# Set task 1:
In the listing, edit the lines from the one containing "door be found?" through the one containing "[159,130,242,325]", inclusive, so that "train door" becomes "carriage door" and everything else stays the same. Return only those lines.

# Text section:
#####

# Evaluation for score calculation
1. request

In [1]:
from sklearn.cross_validation import KFold
from sklearn.feature_extraction.text import CountVectorizer
from sklearn.linear_model import LogisticRegression
from sklearn.metrics import accuracy_score
from collections import Counter


import ConfigParser
import matplotlib.pyplot as plt
import networkx as nx
import sys
import time
import re
import io
import os
import numpy as np
from TwitterAPI import TwitterAPI

In [2]:
def tokenize(text):
    text = re.sub('http\S+', ' ', text)
    text = re.sub('@\S+', ' ', text)
    text = text.lower()
    text = text.replace('rt','')
    return re.sub('\W+', ' ', text).split()


In [3]:
def get_training_files(path):
    """ Return a list of file names in this directory that end in .txt 
    The list should be sorted alphabetically by file name.
    Params:
        path....a directory containing .txt review files.
    Returns:
        a list of .txt file names, sorted alphabetically.
    """
    ###TODO
    files = []
    for (dirpath, dirnames, filenames) in os.walk(path):
        for fn in filenames:
            if fn.endswith(".txt"):
                files.append(os.path.join(dirpath,fn))

#####

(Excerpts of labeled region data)
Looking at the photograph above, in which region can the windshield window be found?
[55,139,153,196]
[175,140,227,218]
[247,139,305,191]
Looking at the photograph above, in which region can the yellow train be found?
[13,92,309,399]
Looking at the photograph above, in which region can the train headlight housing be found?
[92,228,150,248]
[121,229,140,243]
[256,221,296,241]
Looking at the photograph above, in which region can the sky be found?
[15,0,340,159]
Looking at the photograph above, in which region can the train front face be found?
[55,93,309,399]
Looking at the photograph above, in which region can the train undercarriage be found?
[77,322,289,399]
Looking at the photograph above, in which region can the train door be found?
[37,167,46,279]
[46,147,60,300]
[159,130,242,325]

#####

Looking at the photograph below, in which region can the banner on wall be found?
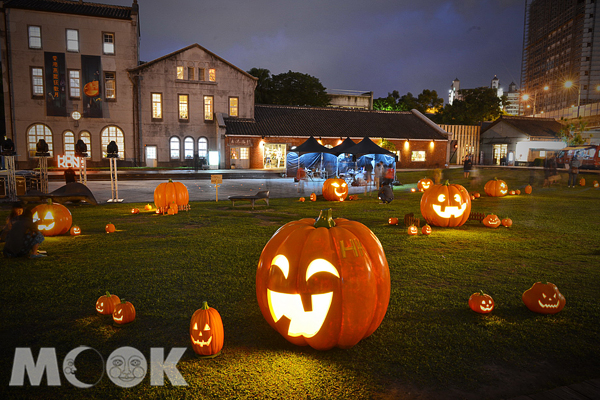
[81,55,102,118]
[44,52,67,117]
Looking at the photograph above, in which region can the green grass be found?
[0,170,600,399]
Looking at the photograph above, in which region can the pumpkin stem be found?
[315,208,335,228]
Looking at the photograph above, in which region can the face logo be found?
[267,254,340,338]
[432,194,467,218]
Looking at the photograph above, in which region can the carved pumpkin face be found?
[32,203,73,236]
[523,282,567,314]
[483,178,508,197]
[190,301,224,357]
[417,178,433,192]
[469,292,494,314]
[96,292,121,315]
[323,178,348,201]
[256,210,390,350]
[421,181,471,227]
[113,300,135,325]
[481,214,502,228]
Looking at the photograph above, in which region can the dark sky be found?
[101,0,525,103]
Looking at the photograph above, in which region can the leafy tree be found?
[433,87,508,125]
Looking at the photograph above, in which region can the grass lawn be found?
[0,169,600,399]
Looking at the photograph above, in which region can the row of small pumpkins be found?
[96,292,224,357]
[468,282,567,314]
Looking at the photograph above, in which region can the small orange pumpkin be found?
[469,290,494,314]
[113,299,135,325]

#####

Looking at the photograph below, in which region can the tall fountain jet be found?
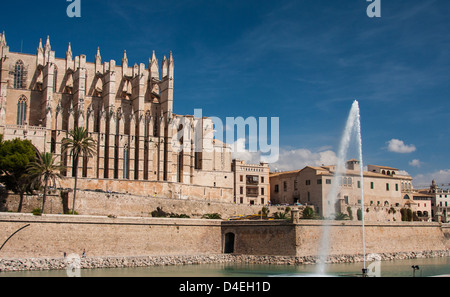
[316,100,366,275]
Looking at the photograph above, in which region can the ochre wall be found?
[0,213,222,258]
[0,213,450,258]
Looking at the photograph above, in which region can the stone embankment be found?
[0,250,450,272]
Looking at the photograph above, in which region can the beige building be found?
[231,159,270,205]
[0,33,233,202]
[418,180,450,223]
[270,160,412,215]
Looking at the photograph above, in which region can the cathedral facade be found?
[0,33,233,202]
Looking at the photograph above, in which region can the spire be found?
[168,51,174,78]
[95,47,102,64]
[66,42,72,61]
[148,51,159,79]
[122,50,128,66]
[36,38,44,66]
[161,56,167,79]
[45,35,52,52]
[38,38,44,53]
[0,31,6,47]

#####

# Set task 2:
According to the docstring in the score-calculation code, what does get_training_files return?

# Full response 1:
Looking at the photograph above, in which region can the carriage door be found?
[37,167,46,279]
[46,147,60,300]
[159,130,242,325]

# Full response 2:
A list of .txt file names, sorted alphabetically.